REQUIREMENT 1: Add 122 to every pixel coordinate value in the records below, and write out every line in full, starting at the line containing "braided rope, written as integer pixel values." and ending at the end of the records.

— START OF DOCUMENT SECTION —

Two years later, the brand was re-launched (if either of these general-usage words can be applied to the low-key, low-quantity business that Baumberger built), thus marking the modern incarnation of the small company, which was managed in a very 'under-the-radar' manner using exceptional craftsmen from the Jura region. Only 50 to 300 pieces were issued in a year, generally based on ébauches sourced from Frédéric Piguet.
During the 18th and 19th centuries, members of the Jürgensen family, notably Urban (inset) and Jules, worked alongside other horological geniuses such as Houriet, Breguet, Berthoud and Arnold.
Watches released under the Urban Jürgensen name have remained rare and sought-after for the past 30 years, without the need for marketing and publicity. The prospective owners of these pieces were of a certain ilk; they knew exactly what they were purchasing and they were interested in buying a timepiece clothed in traditional dress - exactly as the original Jürgensen family would have created it: traditionally sized round cases, guilloché dials, clear numeral fonts and blued Breguet-style hands remained the order of the day.
One of the independent craftsmen that Baumberger worked with was an Englishman, who performed a great deal of restoration work for Baumberger. Derek Pratt, who was born in 1938 and spent his formative years in London and Kent, lived in Switzerland from 1965. Some of Pratt's most acclaimed work was done in the name of the modern Urban Jürgensen company, in particular a tourbillon pocket watch that Christie's sold for SFr.315,000 in 2008. Pratt became both a consultant to, and the Technical Director for, Urban Jürgensen during Baumberger's time as the owner of the brand.
Before his untimely death in 2009, Pratt had completed an oval pocket watch outfitted with a flying tourbillon, remontoir, detent escapement, and temperature indication in addition to a power reserve indication. Crott describes this pocket watch as his, "homage to some of the most important watchmakers of all time like Breguet, Arnold and Helwig." Unsurprisingly, it took Pratt a full ten years to complete this masterpiece.
Urban's specialty was the manufacture of marine chronometers for astronomical and navigational use, such as this one dating from 1811.
The chronometer escapement
Another of the projects Pratt had begun before his death was the miniaturisation of the chronometer pivoted detent escapement for use in a wristwatch. To complete this project, Baumberger and Pratt enlisted the aid of two renowned independent watchmakers: Jean- François Mojon and Kari Voutilainen.

— END OF DOCUMENT SECTION —

REQUIREMENT 2: Echo word for word the part of the Urban Jürgensen text starting at "During the 18th" and ending at "Berthoud and Arnold.".

— START OF RECORD SET —

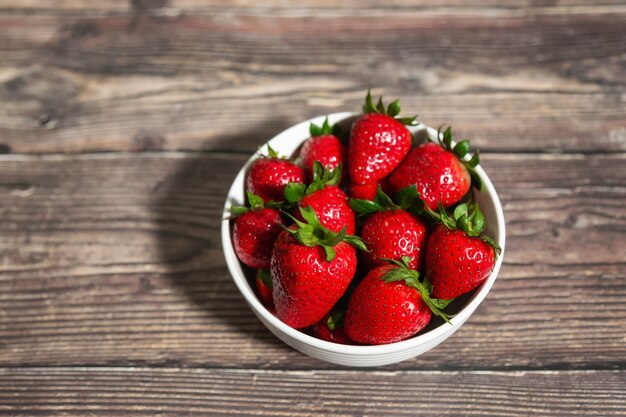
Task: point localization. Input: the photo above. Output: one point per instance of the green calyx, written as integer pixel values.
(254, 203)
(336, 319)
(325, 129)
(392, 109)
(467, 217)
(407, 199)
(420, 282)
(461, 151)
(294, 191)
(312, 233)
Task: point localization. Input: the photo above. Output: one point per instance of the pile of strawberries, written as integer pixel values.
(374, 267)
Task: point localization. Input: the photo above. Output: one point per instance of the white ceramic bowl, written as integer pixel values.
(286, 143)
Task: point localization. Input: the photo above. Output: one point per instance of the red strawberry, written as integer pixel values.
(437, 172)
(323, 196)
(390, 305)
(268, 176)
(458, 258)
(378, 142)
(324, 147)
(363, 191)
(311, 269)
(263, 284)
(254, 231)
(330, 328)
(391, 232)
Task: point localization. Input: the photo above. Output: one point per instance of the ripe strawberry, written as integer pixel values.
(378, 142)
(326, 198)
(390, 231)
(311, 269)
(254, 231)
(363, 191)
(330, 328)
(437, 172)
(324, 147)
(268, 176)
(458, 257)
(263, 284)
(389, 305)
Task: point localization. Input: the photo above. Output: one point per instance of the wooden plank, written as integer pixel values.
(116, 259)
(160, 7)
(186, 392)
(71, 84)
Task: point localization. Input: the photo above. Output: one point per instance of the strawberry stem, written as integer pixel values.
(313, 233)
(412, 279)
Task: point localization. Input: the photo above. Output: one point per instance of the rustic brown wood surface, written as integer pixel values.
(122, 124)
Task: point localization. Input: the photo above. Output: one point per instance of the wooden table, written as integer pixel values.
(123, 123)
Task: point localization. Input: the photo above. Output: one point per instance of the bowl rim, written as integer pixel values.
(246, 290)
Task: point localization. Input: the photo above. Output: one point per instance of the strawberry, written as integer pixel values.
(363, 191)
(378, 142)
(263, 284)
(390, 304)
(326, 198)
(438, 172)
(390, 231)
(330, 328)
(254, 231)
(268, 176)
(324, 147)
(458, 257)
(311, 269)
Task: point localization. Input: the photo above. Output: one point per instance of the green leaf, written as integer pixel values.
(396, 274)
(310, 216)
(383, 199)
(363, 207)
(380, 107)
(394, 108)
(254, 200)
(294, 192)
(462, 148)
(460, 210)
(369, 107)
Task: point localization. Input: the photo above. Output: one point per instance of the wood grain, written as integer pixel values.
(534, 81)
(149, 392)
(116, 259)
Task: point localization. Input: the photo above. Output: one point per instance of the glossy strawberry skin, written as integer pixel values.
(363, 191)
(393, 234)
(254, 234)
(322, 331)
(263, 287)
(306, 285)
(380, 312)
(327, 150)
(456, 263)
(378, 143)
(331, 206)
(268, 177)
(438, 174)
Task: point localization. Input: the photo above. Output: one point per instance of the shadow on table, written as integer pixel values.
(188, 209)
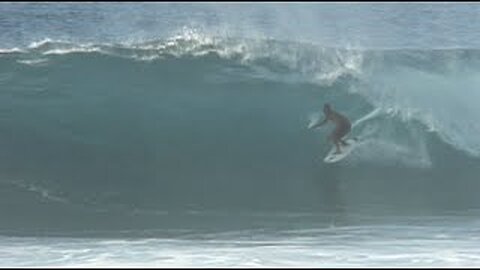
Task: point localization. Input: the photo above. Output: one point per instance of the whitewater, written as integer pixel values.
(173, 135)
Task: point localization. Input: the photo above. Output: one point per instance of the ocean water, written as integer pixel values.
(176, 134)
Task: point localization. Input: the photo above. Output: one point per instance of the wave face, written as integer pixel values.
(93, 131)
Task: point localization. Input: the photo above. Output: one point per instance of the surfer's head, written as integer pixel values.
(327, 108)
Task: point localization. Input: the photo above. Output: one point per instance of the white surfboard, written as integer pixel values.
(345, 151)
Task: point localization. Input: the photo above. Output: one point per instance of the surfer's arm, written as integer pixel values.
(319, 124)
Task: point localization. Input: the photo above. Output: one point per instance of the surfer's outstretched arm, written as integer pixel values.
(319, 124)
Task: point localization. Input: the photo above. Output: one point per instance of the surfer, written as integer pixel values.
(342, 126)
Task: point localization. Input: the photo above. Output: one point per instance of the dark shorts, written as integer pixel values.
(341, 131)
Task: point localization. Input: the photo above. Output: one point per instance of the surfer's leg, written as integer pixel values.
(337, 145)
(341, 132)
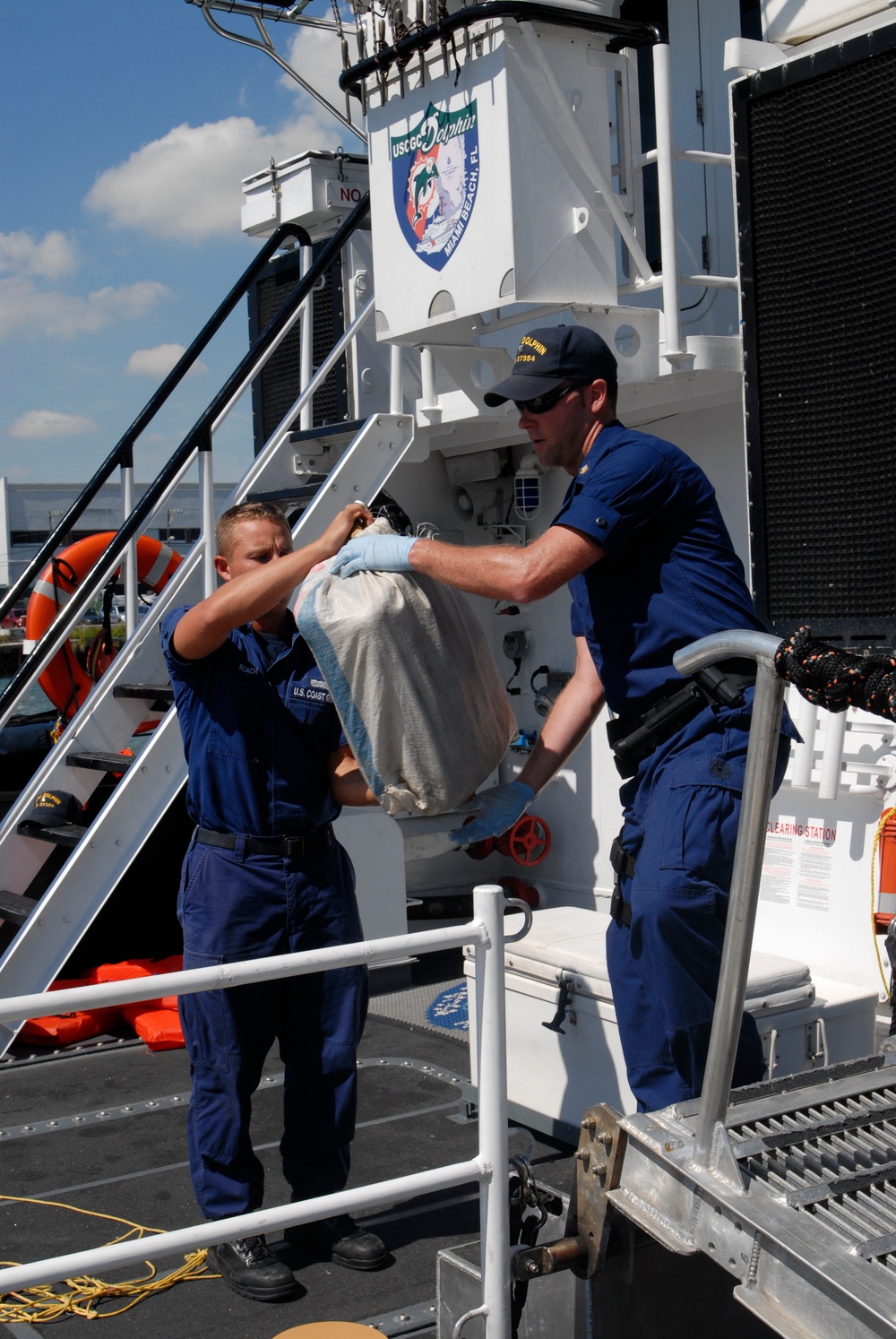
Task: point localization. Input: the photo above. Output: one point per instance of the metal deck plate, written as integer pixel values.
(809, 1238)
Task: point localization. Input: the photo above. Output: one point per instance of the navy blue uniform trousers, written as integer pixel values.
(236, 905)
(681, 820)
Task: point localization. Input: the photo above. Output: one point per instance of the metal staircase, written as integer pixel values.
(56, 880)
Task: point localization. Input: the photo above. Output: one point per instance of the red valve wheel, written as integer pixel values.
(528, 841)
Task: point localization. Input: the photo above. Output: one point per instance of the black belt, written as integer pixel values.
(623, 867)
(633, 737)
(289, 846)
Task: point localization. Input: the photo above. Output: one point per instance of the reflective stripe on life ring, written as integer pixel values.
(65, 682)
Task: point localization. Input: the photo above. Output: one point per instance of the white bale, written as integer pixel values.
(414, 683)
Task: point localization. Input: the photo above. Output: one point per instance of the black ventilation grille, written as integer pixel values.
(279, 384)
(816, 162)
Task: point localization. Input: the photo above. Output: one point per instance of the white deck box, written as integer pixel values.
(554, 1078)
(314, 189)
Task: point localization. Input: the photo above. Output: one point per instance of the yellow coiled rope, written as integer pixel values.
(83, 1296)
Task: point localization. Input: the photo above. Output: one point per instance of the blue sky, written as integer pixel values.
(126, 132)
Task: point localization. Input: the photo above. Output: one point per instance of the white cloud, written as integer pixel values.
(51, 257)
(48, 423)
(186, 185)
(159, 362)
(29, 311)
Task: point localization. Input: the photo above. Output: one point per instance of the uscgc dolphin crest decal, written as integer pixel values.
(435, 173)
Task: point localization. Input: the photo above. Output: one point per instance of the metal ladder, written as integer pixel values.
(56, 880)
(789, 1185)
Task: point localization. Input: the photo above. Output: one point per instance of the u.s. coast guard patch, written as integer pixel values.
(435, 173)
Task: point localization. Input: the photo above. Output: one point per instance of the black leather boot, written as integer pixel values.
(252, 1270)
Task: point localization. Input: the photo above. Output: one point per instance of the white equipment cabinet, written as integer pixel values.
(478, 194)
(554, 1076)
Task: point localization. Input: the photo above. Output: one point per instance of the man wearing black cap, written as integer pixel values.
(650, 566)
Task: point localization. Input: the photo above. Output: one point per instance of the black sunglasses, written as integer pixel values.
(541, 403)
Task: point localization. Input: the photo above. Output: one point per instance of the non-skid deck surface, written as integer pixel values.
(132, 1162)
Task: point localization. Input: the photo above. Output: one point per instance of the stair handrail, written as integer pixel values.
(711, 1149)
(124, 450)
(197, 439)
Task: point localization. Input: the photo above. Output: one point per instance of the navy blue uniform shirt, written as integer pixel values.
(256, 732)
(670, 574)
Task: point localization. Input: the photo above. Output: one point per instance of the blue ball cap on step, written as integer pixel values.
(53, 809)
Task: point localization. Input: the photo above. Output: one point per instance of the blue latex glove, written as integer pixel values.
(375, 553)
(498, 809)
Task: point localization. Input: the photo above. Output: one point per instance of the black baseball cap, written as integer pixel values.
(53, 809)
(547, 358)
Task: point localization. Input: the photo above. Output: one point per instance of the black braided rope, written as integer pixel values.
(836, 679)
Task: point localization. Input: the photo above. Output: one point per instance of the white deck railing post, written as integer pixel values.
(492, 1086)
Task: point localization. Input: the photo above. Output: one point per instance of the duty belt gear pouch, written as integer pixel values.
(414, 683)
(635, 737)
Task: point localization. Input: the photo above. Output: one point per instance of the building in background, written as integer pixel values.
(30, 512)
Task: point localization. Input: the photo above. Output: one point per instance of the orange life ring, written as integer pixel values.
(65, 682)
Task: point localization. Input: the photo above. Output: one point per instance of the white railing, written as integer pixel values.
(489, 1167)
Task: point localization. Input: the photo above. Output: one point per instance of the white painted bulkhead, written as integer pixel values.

— END OF RECORD SET —

PROBLEM SOLUTION 1:
Task: point localization. Input: the photo above. Output: one point per instance of the black braided rope, written as integer pixel values.
(958, 801)
Task: point localization. Input: the photo above. Output: one point per instance of the white deck railing post, written as integer pixel values.
(614, 1208)
Task: point localization. Input: the photo above. Output: one point per instance of the duty belt gear pouch, written as integer pixel values.
(536, 805)
(757, 859)
Task: point localization. Input: the photo above. Output: one point per instance of the building in background, written as integer pixel values.
(152, 634)
Task: point localization. Input: the photo above. Output: one point per instance of the orange life ring, written as integer pixel values.
(187, 804)
Task: point localization. Input: the photo above. Output: one point per instance of the white railing, written as integer pixel values.
(611, 1289)
Task: point localization. Input: the photo above. Output: one point per instance of the white painted bulkhead, written as integer pixel values.

PROBLEM SOLUTION 2:
During the 18th and 19th centuries, members of the Jürgensen family, notably Urban (inset) and Jules, worked alongside other horological geniuses such as Houriet, Breguet, Berthoud and Arnold.